> Auszug
◆ ◆ ◆ ◆ ◆

Sie müssen daher alles tun, um als unverzichtbare eigenständige Kraft wahrgenommen zu werden, und es wird vor allem an Maria Vassilakou als Stadträtin liegen, ob das ­gelingt. Ihre wichtigste Kompetenz ist die der Gestaltung des Wiener Verkehrs – daher wird für die Zukunft der ­Grünen entscheidend sein, ob sie darin erfolgreich ist.

Die Grünen sind mit der Forderung nach der 100-Euro-Jahreskarte für Öffis in den Wahlkampf gezogen, und ich bedauere, dass sie damit nicht durchgedrungen sind. In meiner Stadt der Zukunft wäre die Öffi-Benützung nämlich überhaupt gratis und würde über eine kommunale Steuer finanziert: Das sparte künftig Fahrkartenautomaten, und vor allem stiegen die Wiener weit stärker vom Auto auf „Öffis“ um.

Zwar tauchten sofort Leute auf, die erklärten, dass sie sich nie aus ihrer Wohnung wegbewegen – aber es gehen auch nicht alle Leute in die städtischen Schwimmbäder und tragen trotzdem über ihre Steuern zu deren Finanzierung bei. Über H. C. Straches Einwand, dass dann auch „Ausländer“ gratis fahren könnten, tröstete vielleicht die Werbewirkung von Gratis-Öffis für den Tourismus hinweg.

Ich hielte die Steuerfinanzierung des öffentlichen Verkehrs daher für ein wirklich zukunftsträchtiges Experiment und die 100-Euro-Jahreskarte zumindest für einen Schritt in die richtige Richtung.

◆ ◆ ◆ ◆ ◆

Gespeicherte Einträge
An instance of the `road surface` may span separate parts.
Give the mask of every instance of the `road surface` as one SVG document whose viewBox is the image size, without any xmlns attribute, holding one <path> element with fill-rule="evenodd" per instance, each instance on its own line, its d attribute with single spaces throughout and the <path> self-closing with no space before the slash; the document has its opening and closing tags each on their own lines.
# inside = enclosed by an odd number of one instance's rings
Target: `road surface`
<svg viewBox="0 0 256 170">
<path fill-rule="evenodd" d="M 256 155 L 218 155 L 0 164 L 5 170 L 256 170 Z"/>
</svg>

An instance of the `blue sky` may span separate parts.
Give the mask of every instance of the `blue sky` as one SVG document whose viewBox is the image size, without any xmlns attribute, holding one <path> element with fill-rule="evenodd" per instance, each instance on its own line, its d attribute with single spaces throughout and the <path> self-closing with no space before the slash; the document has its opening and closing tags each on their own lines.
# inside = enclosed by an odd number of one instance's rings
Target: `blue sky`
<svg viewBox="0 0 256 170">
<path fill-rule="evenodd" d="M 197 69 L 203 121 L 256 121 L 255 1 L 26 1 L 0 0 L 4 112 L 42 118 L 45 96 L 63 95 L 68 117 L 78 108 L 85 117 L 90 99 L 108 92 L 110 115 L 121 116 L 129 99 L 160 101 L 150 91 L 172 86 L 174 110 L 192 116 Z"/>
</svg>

◆ ◆ ◆ ◆ ◆

Gib an, wie die Öffi-Benützung in der Stadt der Zukunft laut dem Auszug finanziert würde.

Über eine kommunale Steuer.